## Start Data listing
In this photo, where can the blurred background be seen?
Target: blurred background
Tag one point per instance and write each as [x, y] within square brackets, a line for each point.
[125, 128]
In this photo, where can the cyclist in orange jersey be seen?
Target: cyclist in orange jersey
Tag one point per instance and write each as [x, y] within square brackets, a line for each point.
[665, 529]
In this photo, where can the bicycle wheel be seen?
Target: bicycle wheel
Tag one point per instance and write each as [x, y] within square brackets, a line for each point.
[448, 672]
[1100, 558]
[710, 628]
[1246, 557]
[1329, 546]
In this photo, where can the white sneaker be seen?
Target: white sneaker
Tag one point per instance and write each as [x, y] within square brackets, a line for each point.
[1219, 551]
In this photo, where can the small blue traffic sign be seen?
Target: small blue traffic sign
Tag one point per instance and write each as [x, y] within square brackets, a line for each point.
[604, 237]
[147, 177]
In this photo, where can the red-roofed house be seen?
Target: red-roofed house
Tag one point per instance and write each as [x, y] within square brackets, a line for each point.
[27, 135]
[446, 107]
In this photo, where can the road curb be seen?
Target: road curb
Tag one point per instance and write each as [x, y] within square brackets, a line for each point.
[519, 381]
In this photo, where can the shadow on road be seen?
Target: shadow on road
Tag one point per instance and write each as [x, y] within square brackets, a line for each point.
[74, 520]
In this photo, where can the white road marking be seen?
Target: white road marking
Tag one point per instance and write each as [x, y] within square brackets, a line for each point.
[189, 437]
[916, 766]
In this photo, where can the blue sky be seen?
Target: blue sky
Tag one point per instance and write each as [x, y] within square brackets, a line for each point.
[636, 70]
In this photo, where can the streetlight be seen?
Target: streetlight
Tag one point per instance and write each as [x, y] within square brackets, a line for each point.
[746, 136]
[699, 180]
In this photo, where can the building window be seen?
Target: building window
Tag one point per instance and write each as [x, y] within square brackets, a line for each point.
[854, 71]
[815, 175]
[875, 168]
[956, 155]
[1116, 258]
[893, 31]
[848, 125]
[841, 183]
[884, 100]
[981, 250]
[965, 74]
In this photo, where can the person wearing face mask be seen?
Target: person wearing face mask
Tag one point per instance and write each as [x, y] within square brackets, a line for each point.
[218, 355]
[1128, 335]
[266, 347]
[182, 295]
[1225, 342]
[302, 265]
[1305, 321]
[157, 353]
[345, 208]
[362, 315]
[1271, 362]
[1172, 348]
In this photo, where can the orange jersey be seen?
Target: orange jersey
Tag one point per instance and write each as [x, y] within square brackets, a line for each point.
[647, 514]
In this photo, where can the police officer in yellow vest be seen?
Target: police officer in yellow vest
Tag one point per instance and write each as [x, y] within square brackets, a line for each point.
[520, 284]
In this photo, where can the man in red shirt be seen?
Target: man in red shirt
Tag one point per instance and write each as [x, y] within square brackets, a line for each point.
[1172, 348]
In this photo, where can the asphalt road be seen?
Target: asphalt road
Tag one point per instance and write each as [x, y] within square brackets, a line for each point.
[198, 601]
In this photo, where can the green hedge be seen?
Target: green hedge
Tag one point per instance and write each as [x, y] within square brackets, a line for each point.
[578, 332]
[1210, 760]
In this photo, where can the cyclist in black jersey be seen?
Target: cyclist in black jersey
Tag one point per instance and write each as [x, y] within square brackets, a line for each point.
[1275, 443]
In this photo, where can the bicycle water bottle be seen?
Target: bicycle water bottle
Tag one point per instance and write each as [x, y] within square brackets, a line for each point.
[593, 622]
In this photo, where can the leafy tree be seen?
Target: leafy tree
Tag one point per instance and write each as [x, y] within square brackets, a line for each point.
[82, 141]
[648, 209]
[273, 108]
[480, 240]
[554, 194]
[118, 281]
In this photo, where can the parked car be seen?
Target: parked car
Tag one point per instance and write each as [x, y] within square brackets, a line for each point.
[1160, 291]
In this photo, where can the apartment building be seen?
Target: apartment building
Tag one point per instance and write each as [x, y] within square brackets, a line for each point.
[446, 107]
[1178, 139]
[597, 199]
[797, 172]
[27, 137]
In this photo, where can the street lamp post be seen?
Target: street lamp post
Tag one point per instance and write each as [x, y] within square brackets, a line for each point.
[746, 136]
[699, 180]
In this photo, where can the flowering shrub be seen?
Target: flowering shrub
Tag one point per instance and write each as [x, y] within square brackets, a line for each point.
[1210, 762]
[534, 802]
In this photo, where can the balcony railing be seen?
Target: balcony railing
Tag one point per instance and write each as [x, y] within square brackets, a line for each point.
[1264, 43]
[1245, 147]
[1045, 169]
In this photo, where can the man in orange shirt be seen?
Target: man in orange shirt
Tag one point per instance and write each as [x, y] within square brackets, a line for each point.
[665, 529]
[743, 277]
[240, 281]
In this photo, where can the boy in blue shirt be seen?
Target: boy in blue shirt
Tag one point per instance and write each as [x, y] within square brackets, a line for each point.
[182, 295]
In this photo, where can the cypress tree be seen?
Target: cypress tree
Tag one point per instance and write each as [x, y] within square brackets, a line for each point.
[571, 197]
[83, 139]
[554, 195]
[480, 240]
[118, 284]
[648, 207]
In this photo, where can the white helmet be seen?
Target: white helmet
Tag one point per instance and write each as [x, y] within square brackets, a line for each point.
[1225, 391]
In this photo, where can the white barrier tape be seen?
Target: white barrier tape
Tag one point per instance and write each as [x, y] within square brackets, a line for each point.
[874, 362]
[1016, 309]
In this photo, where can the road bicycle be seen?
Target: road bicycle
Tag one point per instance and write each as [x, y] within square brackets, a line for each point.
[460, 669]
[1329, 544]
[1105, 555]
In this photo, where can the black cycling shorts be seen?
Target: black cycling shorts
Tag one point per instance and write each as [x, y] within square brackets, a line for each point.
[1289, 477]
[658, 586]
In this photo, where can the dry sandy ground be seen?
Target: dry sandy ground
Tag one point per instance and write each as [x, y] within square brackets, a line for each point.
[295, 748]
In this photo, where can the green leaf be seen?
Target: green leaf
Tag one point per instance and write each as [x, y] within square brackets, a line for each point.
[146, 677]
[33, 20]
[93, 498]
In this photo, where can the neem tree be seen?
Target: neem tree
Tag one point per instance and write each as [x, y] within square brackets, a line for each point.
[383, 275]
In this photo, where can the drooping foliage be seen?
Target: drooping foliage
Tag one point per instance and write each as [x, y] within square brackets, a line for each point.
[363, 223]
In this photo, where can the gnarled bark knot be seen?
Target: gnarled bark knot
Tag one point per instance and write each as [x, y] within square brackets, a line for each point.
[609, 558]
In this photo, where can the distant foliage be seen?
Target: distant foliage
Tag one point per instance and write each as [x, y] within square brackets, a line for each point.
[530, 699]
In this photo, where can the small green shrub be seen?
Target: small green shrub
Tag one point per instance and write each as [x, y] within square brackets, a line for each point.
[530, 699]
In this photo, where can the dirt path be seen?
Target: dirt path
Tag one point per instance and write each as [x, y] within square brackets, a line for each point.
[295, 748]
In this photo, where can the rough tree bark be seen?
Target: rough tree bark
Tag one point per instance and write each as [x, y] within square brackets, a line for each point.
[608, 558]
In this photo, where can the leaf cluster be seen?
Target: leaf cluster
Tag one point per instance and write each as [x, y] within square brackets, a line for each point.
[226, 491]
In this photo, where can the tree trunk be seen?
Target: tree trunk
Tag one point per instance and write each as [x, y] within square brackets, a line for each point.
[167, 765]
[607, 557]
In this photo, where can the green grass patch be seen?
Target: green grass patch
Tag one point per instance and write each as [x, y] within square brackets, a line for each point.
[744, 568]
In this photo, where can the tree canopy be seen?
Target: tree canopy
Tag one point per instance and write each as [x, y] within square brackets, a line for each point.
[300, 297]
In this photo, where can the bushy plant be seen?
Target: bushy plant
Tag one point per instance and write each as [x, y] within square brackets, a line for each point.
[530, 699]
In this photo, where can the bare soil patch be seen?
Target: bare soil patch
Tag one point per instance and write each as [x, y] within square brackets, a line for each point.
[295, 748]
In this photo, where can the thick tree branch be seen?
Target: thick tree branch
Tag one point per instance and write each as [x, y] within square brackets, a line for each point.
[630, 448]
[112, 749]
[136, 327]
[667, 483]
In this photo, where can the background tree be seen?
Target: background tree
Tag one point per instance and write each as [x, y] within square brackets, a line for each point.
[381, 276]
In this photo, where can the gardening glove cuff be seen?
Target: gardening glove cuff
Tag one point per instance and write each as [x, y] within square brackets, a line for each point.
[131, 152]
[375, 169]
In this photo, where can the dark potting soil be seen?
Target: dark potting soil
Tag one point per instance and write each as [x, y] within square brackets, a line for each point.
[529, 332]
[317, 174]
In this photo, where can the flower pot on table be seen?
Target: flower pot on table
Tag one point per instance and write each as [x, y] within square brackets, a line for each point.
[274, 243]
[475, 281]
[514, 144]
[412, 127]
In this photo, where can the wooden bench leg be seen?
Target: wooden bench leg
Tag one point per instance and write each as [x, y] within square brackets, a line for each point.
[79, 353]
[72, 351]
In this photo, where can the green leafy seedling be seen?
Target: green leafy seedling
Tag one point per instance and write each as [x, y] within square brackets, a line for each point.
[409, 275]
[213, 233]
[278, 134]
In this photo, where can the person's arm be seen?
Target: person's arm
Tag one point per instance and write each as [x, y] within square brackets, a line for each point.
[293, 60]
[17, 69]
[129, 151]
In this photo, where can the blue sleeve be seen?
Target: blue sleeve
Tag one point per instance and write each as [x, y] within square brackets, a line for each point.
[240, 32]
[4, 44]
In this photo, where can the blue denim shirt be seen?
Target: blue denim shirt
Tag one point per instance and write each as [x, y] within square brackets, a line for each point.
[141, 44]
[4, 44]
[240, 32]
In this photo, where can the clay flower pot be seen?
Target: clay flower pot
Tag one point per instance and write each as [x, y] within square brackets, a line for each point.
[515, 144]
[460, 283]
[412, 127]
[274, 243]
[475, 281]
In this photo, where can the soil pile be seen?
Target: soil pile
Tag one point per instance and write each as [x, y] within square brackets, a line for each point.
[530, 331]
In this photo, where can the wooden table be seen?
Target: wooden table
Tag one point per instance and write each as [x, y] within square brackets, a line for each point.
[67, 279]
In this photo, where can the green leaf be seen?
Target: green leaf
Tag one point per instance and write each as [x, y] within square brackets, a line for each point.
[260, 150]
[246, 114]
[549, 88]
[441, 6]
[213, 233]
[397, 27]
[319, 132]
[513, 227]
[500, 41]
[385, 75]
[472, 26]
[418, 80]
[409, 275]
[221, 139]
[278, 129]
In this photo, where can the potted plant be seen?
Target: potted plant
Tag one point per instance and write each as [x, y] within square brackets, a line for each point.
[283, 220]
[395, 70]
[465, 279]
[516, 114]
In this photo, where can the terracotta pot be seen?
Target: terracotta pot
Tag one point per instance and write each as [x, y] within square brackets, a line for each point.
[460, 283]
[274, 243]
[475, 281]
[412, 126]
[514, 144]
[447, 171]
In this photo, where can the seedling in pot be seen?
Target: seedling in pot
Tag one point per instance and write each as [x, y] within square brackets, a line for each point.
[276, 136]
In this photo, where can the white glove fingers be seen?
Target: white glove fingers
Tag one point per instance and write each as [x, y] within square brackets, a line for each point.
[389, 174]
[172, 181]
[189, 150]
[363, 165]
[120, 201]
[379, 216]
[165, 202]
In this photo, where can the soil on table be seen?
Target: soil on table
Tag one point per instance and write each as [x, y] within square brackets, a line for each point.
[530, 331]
## End Data listing
**Given instruction**: Give as a numbered list the lines of the material from the line with "In this photo, where can the terracotta" through the final line of the material, both included, with any blank lines left out.

**The solution**:
1. In this photo, where can the terracotta pot be seen?
2. Target: terracotta pot
3. Tag one point per instance and write each as [x, y] within square brackets, a line for each point.
4. [460, 283]
5. [274, 243]
6. [475, 281]
7. [412, 126]
8. [514, 144]
9. [447, 171]
10. In this photo, where can the seedling in pot be seen?
11. Target: seedling in pot
12. Tag one point per instance and write each as [x, y] within square brackets, a line for each point.
13. [276, 136]
14. In this photo, where can the white glove fingers be seen?
15. Target: white glove fingers
16. Tag one point per instance and write each as [x, y] within square brackets, a line for each point.
17. [389, 174]
18. [172, 181]
19. [189, 150]
20. [363, 165]
21. [120, 201]
22. [379, 216]
23. [165, 202]
24. In this photo, where can the soil on table be seen?
25. Target: soil on table
26. Tag one point per instance and write each as [x, y] within square brackets, a line for each point.
27. [530, 331]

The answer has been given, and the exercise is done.